-- Opening Marker --

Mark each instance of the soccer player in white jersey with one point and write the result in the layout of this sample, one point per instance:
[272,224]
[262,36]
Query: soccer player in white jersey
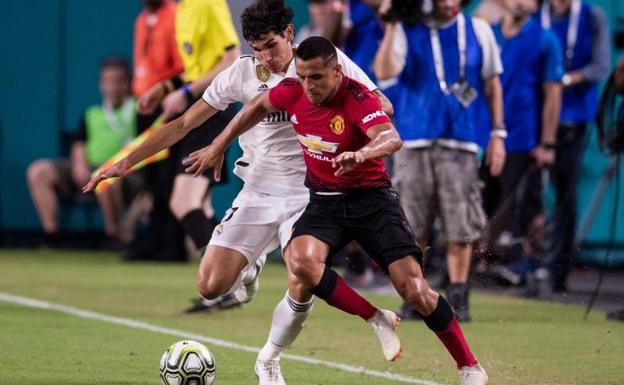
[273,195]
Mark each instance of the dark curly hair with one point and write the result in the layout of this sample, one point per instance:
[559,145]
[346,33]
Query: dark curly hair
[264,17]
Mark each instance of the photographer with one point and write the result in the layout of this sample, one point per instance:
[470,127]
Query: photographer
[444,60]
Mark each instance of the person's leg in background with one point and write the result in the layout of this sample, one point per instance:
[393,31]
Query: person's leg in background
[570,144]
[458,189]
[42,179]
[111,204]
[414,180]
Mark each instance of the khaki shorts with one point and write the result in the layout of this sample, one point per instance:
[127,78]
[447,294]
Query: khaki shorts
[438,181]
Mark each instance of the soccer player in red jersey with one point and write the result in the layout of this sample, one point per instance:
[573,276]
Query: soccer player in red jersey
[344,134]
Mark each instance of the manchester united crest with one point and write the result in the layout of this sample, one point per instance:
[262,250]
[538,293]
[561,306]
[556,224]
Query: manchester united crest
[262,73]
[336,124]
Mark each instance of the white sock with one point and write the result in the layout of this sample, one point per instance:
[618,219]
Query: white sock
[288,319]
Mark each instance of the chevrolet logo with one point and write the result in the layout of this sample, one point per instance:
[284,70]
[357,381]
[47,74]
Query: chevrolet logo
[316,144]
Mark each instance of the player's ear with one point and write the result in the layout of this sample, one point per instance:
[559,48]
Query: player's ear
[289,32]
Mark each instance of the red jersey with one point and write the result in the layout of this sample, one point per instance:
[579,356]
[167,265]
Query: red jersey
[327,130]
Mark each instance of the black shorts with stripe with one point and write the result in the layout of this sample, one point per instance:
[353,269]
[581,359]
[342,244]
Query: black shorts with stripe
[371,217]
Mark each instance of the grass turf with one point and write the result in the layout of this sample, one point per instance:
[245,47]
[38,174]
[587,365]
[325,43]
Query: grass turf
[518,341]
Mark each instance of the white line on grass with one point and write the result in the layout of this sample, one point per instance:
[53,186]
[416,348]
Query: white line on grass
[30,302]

-- Closing Marker --

Exercise goal
Transcribe the records above exactly and drop every picture.

Exercise response
Mark each instance of the soccer player in white jersey with one point and write the result in the layout of this sample, one point per instance:
[272,224]
[262,36]
Query: soccer player in white jersey
[273,195]
Mark each instance of the dark curly hair with one point and write the result in the layout of this sample, one point per instance:
[559,145]
[346,33]
Query: dark curly hair
[264,17]
Mark each instance of the photographer with one point and write the result in the layout of this sample, one point per instance:
[470,127]
Query: photographer
[444,60]
Mark each instance of the person's leg in background with one point and write the result in the layout of this sample, one point per instance:
[393,31]
Query: person's leg in background
[570,144]
[458,189]
[42,179]
[111,204]
[414,180]
Mark each instance of the khaki shorts with one point and write the result in the layout of this sample, one point per instance:
[127,78]
[447,294]
Query: khaki shorts
[438,181]
Mark each instance of the soccer player in red jersey with one point and write the result in the layout of this sample, one point per instance:
[573,276]
Query: soccer player in red jersey
[344,134]
Mark each instance of the manchester united crest with one point and write the result in the layout of this sample, one point per instance:
[262,250]
[538,293]
[561,306]
[556,224]
Query: manchester united crest
[262,73]
[336,124]
Mark each instance of the white sock with one point and write the result in the layout of this sample, one point per instance:
[618,219]
Query: white sock
[288,319]
Mark each instance of the chevrolet logo with one point and write the result in the layout of this sample, one point per instance:
[284,70]
[357,381]
[47,74]
Query: chevrolet logo
[316,144]
Mark each instance of the player's ear with one point and write the result in the layout of this sample, one point per instance:
[559,48]
Query: player's ear
[289,32]
Mark each instance of the red jersey with one point and write the result in the layout of this sample, one point per instance:
[579,356]
[167,265]
Query: red jersey
[327,130]
Mark each instance of the black shorts with stripe with one point and write the result in the layout of this sample, one point per instance:
[353,269]
[581,359]
[342,244]
Query: black shorts with stripe
[371,217]
Mark each instance of the grass turf with one point and write the result in the layout of this sample, one point per instance:
[245,47]
[38,174]
[587,365]
[325,43]
Query: grass turf
[518,341]
Mark each instance of the white line on grass with one point and write the result in the layout of this sample, one point per instance:
[53,186]
[416,348]
Query: white line on grass
[30,302]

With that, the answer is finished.